第十六回文学フリマin大阪(4/14)にて配布予定「Lollypop Rainbow」に収録された7作品のうち、拙作を除いた6作品の感想を順次アップしていきます。
わりと平気でネタバレしていたりするので宣伝用というよりは、そういうの気にしなかったり、読むつもりはないけど内容が気になる人向けです。

冊子の詳細はこちらへ
http://yozora.hatenablog.com/entry/2013/03/23/200726

2.卵を落とす

 ――絶対に忘れたくないなって、なかったことにしてはいけないなって

 流麗な文体に年々どころか月々磨きがかかる作者の新作ということで、本誌屈指の読みやすさを期待していたら、読んでいてどうも落ち着かないところがある。その原因はなんだろうかと読み返すまでもなく、章ごとに視点や人称が変わることにあると気が付くんだけど、逆に言えばそんな大きな変化が『どうも落ち着かない』くらいで済んでしまうんだなあ。
 時の流れとともに少しずつ壊れていく男女の物語は、4章立ての1が「僕」の一人称、2が「私」の一人称、3、4が三人称という形で、二人から少し距離を置いて語られる構成となっている。
 こんな面倒くさい視点の切り替えをしながら、一つの作品として流れが全く断たれず、ブレないのは流石だと思います。

 この作品を読むにあたっては「時間」というものが大きなファクターになっているように思う。小6の回想から始まって高2、高3、大学二年、三年と進み、四年の春頃に終わりを迎える一連の時間軸は、物語にスピード感を与えているのとは裏腹に、“あらゆる時間から取り残されたような”二人を浮かび上がらせ、前進することができない停滞感を全編に重く漂わせる。

- _データ内容_:
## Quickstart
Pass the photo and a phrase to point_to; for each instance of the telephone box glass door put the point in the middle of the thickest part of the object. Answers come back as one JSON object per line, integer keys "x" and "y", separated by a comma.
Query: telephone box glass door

- _課題_: 上の感想文のうち、「第十六回文学フリマin大阪(4/14)に」から「らいで済んでしまうんだなあ。」までのすべてを、一字も変えずに書き出せ。

- _出力結果_:
第十六回文学フリマin大阪(4/14)にて配布予定「Lollypop Rainbow」に収録された7作品のうち、拙作を除いた6作品の感想を順次アップしていきます。
わりと平気でネタバレしていたりするので宣伝用というよりは、そういうの気にしなかったり、読むつもりはないけど内容が気になる人向けです。

冊子の詳細はこちらへ
http://yozora.hatenablog.com/entry/2013/03/23/200726

2.卵を落とす

 ――絶対に忘れたくないなって、なかったことにしてはいけないなって

 流麗な文体に年々どころか月々磨きがかかる作者の新作ということで、本誌屈指の読みやすさを期待していたら、読んでいてどうも落ち着かないところがある。その原因はなんだろうかと読み返すまでもなく、章ごとに視点や人称が変わることにあると気が付くんだけど、逆に言えばそんな大きな変化が『どうも落ち着かない』くらいで済んでしまうんだなあ。